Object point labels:
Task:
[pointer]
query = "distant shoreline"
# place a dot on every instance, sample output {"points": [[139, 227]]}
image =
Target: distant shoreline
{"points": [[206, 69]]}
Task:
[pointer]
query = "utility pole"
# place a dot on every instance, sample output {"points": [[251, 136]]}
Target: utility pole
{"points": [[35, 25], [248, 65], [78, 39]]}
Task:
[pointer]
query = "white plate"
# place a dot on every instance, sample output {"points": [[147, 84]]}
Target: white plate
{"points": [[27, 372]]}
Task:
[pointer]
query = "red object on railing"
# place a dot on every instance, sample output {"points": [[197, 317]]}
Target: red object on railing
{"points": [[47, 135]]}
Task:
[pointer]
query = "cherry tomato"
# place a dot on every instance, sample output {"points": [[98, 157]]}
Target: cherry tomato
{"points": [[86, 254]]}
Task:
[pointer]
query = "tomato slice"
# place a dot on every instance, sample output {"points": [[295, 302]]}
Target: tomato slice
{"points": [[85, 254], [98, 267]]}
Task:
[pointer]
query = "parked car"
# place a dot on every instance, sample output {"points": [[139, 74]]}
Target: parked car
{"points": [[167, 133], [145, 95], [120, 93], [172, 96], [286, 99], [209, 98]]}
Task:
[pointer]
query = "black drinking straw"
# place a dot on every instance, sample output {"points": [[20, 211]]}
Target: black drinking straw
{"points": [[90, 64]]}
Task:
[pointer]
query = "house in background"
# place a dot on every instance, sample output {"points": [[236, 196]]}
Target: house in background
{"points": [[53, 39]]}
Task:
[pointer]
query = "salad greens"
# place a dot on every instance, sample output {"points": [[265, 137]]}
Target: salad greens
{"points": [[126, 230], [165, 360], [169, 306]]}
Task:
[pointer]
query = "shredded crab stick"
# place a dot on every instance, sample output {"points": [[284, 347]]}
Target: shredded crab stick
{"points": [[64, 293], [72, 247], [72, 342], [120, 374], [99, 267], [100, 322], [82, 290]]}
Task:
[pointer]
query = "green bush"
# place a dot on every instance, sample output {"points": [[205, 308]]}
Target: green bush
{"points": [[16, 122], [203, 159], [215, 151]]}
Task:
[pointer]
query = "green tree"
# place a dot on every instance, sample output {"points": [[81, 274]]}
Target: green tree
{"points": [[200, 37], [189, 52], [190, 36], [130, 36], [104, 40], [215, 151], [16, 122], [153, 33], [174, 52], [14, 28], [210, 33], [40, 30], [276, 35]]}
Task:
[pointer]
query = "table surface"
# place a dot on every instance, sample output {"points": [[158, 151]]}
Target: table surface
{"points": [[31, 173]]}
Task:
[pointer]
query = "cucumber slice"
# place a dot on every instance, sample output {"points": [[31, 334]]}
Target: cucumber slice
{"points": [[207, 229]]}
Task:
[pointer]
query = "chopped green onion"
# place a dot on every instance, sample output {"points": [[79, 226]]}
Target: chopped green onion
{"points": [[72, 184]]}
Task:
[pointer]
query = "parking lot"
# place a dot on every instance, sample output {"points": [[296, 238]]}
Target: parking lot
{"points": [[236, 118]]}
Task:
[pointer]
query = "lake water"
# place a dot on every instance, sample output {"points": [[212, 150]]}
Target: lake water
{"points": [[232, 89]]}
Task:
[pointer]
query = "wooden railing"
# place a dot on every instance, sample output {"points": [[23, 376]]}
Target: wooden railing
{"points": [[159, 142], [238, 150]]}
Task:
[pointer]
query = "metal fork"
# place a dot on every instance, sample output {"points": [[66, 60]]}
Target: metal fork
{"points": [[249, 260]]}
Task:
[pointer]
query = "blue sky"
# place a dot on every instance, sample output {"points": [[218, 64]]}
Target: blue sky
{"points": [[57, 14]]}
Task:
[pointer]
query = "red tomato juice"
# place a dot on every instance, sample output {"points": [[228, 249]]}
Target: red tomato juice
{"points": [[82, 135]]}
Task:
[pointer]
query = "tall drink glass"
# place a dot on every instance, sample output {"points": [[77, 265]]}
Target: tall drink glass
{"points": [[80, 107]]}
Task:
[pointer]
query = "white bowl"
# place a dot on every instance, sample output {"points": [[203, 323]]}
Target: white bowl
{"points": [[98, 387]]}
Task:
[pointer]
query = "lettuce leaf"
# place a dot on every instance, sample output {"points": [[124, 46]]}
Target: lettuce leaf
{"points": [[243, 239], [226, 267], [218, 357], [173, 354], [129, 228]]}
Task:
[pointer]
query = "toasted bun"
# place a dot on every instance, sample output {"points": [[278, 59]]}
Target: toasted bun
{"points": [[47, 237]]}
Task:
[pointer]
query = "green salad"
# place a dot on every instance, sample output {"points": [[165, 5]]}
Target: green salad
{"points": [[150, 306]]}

■ GIVEN INSTRUCTION
Copy out every line in the rows above that contains the string "stick", matching case exactly.

■ WRITTEN REPLY
query = "shredded crab stick"
Target: shredded crab stick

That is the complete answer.